• _Texto do documento_:

·····

Fonte: OESP, Nacional, p.A12-13



Índios alertaram Cassol para mortes em garimpo ilegal antes de massacre
Vídeo mostra que governador de RO não tentou apaziguar os ânimos e incentivou cacique a continuar garimpagem de diamantes
Nilton Salina Especial para o Estado PORTO VELHO

Uma fita de vídeo em poder da Polícia Federal mostra que o governador de Rondônia, Ivo Cassol (PSDB), foi avisado por dois caciques cintas-largas que haveria mortes no garimpo ilegal de diamantes na Reserva Roosevelt, sete meses antes do massacre de 29 garimpeiros, em 7 de abril de 2004.
As cenas mostram que Cassol não tentou convencer os indígenas a não matar e incentivou os caciques a prosseguir a garimpagem, alegando que no mundo "tudo gira em torno de dinheiro e que é preciso explorar as riquezas". Na gravação feita em uma aldeia, o governador conversa com os caciques Nacoça Pio Cinta-Larga e João Bravo Cinta-Larga.

·····

• _Amostra dos dados_:
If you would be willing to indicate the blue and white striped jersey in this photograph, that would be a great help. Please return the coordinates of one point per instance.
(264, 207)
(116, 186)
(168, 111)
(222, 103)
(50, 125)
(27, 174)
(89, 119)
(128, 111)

·····

• _Problemas_:
a: Na reportagem sobre o garimpo na Reserva Roosevelt, que argumento Cassol usou para incentivar os caciques a prosseguir a garimpagem? Responda em uma a três frases.
b: Dê continuidade à reportagem sobre o garimpo na Reserva Roosevelt a partir da última frase apresentada.
Os itens não têm nenhum papel nesta atividade.

• _Respostas por tarefa_:
a: Cassol alegou que no mundo "tudo gira em torno de dinheiro e que é preciso explorar as riquezas".

b:
"Então é por isso que nós tem medo (sic). Não é o medo de entrar (no garimpo)...É o medo de nós morrer, nós matar também. A legalização do garimpo, tem possibilidade?", indaga Nacoça Pio. Cassol diz que sim e explica as vantagens da regularização da atividade ilegal.

Em depoimento à PF após o massacre, o cacique João Bravo Cinta-Larga disse que lideranças da tribo não permitiram que o governador instalasse máquinas para extrair diamantes, por isso Cassol teria retirado os policiais militares responsáveis pela segurança na reserva e incentivado garimpeiros a invadir a terra indígena. A matança aconteceu logo após a invasão.

As primeiras imagens da fita são do governador chegando de helicóptero em uma aldeia. Ele sempre negou à imprensa ter ido ao garimpo e nunca obteve autorização da Funai para isso. Com Cassol está o vereador de Cacoal, Chiquinho da Funai (PSDB), que também negava ter ido até o local.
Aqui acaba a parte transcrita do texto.